Just in time for Halloween, scientists at Cornell University have published some frightening research, especially if you're an insect!

The ghoulishly named ogre-faced spider can "hear" with its legs and use that ability to catch insects flying behind it, the study published in Current Biology Thursday concluded.

"Spiders are sensitive to airborne sound," Cornell professor emeritus Dr. Charles Walcott, who was not involved with the study, told the Cornell Chronicle. "That's the big message really."

The net-casting, ogre-faced spider (Deinopis spinosa) has a unique hunting strategy, as study coauthor Cornell University postdoctoral researcher Jay Stafstrom explained in a video.

They hunt only at night using a special kind of web: an A-shaped frame made from non-sticky silk that supports a fuzzy rectangle that they hold with their front forelegs and use to trap prey.

They do this in two ways. In a maneuver called a "forward strike," they pounce down on prey moving beneath them on the ground. This is enabled by their large eyes — the biggest of any spider. These eyes give them 2,000 times the night vision that we have, Science explained.

* **INPUT DATA**
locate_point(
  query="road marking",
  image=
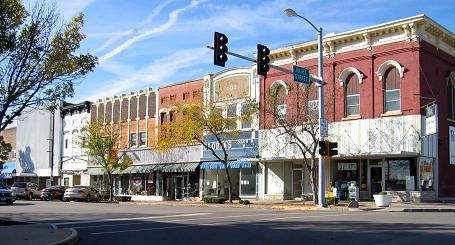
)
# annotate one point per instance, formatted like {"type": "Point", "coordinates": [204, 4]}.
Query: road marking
{"type": "Point", "coordinates": [215, 223]}
{"type": "Point", "coordinates": [177, 220]}
{"type": "Point", "coordinates": [126, 219]}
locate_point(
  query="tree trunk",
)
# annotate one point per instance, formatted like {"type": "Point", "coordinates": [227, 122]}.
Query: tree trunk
{"type": "Point", "coordinates": [229, 181]}
{"type": "Point", "coordinates": [111, 191]}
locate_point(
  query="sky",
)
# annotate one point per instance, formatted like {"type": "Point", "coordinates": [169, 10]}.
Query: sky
{"type": "Point", "coordinates": [151, 43]}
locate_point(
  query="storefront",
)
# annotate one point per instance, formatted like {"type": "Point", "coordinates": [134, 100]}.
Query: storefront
{"type": "Point", "coordinates": [242, 167]}
{"type": "Point", "coordinates": [405, 177]}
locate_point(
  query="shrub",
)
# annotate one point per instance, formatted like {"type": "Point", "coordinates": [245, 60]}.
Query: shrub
{"type": "Point", "coordinates": [122, 198]}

* **ACTIVITIES**
1. Quote the ogre-faced spider article word for word, starting at "The ghoulishly named" and ending at "to trap prey.".
2. In the ogre-faced spider article, which journal published the study?
The records come from a separate source unrelated to the ogre-faced spider article.

* **ANSWER SECTION**
1.
The ghoulishly named ogre-faced spider can "hear" with its legs and use that ability to catch insects flying behind it, the study published in Current Biology Thursday concluded.

"Spiders are sensitive to airborne sound," Cornell professor emeritus Dr. Charles Walcott, who was not involved with the study, told the Cornell Chronicle. "That's the big message really."

The net-casting, ogre-faced spider (Deinopis spinosa) has a unique hunting strategy, as study coauthor Cornell University postdoctoral researcher Jay Stafstrom explained in a video.

They hunt only at night using a special kind of web: an A-shaped frame made from non-sticky silk that supports a fuzzy rectangle that they hold with their front forelegs and use to trap prey.

2. Current Biology